• Work item:
Keep only those lines of the records that include the string "dark".

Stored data
⁂

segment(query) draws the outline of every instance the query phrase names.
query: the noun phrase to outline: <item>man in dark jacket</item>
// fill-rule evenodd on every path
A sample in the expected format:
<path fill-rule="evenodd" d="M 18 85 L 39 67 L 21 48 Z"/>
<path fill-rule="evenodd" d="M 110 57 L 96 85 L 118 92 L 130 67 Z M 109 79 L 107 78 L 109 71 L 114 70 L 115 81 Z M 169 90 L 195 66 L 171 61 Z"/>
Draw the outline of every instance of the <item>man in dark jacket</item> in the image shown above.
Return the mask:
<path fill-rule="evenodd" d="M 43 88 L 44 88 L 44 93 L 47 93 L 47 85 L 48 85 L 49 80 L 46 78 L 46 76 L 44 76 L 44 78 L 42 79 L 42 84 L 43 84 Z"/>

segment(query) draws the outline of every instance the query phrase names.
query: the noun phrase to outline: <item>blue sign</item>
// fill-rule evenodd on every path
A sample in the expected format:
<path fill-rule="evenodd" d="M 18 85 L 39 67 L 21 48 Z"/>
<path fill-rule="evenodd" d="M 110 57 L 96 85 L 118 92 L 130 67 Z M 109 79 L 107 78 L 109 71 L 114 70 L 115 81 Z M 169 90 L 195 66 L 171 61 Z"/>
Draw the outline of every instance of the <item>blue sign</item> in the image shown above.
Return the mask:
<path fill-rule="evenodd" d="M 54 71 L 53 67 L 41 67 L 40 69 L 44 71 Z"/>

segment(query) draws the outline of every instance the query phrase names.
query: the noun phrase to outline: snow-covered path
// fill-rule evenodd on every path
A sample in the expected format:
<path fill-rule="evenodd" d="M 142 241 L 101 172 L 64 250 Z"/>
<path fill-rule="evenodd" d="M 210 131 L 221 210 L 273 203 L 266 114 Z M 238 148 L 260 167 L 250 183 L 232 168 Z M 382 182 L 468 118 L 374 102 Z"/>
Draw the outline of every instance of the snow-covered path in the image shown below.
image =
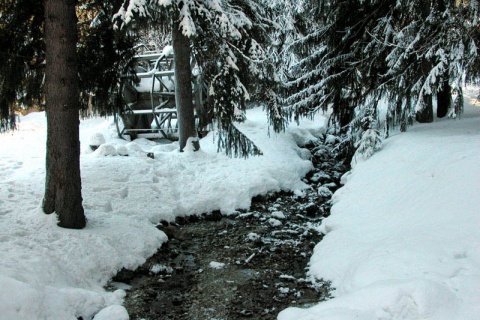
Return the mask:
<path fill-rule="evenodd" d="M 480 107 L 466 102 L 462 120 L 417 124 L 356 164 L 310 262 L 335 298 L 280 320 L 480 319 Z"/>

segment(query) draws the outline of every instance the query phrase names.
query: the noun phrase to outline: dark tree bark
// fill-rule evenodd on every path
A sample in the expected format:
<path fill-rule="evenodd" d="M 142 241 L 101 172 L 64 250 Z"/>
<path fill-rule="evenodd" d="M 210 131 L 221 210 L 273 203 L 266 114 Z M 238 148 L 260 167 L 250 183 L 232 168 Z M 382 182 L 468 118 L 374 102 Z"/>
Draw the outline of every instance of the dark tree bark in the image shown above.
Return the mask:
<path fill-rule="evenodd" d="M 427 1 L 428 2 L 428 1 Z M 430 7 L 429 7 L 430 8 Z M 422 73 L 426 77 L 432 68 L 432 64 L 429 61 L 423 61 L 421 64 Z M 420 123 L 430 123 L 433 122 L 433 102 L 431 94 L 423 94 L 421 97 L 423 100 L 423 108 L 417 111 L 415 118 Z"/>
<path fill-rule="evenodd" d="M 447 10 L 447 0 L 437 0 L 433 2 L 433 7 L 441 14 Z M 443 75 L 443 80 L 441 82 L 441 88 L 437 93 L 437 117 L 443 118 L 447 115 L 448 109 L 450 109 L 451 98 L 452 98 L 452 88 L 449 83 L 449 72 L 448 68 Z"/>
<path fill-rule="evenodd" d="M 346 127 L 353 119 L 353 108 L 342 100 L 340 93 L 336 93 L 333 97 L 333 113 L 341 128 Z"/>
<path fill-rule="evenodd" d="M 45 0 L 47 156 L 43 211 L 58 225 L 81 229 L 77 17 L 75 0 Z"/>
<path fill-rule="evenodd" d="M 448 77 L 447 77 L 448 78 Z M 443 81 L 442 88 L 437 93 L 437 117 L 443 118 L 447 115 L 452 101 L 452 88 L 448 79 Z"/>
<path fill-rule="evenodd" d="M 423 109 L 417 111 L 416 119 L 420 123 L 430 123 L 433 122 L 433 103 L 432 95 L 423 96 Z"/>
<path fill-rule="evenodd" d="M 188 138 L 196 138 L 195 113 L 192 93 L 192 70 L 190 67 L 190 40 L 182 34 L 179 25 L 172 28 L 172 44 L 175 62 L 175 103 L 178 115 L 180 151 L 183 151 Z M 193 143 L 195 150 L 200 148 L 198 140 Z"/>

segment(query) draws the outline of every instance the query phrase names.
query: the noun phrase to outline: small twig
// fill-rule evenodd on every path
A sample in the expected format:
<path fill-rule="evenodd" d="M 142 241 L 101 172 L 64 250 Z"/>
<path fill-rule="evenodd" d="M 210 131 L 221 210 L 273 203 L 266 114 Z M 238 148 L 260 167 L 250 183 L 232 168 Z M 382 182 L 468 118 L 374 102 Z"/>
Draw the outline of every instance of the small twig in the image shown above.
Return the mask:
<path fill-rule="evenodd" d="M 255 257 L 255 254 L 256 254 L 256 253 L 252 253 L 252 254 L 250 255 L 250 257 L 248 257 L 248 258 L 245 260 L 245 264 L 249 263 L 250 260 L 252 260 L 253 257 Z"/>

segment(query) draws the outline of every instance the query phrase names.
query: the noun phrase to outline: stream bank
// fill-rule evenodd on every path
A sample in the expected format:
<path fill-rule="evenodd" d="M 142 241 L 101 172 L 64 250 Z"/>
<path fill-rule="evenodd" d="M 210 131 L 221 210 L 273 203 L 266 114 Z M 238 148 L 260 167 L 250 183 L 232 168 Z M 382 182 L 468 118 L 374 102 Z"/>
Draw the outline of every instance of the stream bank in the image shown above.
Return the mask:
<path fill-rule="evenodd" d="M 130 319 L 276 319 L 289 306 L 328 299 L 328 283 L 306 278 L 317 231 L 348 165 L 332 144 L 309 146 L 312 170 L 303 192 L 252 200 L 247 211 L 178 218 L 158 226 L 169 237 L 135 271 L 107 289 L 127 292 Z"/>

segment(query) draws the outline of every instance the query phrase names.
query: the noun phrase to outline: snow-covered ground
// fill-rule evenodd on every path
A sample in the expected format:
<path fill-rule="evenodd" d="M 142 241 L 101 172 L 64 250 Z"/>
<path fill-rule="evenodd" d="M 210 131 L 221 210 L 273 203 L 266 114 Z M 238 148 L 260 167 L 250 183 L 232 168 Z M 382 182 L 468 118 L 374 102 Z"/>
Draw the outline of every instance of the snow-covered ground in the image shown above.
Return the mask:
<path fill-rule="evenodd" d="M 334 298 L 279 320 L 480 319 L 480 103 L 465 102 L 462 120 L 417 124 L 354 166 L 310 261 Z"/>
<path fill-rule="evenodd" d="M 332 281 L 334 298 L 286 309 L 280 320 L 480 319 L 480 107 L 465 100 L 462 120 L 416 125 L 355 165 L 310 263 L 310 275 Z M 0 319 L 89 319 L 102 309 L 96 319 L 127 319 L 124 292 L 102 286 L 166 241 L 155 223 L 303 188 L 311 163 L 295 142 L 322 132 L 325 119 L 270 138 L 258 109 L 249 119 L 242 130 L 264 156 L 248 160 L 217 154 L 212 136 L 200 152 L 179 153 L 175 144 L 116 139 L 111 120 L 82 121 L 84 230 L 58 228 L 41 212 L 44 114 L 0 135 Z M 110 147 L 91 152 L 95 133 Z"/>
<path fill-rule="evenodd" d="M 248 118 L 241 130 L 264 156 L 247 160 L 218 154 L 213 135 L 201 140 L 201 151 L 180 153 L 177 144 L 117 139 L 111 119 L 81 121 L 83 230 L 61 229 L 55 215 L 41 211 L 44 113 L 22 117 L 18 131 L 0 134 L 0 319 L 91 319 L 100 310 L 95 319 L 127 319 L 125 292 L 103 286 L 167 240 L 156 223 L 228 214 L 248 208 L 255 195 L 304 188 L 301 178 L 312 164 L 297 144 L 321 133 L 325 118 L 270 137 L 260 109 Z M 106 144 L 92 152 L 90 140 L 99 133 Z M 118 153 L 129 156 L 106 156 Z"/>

⁂

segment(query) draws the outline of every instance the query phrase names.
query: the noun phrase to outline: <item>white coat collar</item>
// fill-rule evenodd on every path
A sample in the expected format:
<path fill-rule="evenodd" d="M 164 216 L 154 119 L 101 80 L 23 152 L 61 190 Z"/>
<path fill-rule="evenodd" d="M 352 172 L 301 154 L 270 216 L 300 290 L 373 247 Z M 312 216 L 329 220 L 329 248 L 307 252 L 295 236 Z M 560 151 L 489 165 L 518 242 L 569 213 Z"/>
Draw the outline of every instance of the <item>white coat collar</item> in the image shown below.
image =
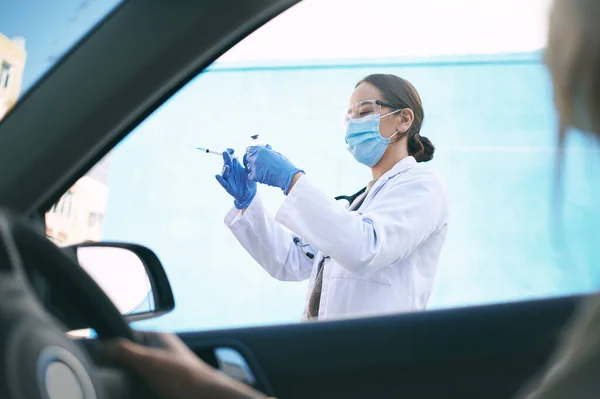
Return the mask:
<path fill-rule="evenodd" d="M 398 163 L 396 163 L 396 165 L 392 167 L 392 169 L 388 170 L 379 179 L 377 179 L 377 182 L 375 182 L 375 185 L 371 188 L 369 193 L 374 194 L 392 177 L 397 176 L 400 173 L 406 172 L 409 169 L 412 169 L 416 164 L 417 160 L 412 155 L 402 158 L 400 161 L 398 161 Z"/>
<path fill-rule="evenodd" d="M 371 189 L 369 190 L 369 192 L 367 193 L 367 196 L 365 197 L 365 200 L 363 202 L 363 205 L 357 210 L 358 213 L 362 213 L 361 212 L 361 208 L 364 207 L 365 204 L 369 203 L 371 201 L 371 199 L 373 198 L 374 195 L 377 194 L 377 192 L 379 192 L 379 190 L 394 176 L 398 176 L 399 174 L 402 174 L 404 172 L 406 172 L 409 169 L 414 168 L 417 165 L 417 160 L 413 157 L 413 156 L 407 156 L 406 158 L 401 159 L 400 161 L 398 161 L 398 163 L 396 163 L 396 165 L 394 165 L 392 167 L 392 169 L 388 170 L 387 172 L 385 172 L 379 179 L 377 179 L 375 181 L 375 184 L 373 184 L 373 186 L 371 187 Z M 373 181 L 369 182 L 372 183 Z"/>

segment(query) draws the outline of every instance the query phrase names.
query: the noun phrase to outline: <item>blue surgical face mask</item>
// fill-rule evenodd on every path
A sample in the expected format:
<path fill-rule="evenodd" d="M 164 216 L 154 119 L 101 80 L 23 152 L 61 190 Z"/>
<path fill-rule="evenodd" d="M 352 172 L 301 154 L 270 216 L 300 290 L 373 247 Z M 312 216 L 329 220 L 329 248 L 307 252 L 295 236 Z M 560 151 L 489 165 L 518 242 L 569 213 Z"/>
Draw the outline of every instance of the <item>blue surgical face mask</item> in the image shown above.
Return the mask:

⁂

• Exercise response:
query: the noun phrase to outline: <item>man in dark jacket</item>
Draw the outline of every instance of the <item>man in dark jacket</item> in the image shown above.
query: the noun phrase to outline: dark tree bark
Draw the outline of every instance of the dark tree bark in the image shown above.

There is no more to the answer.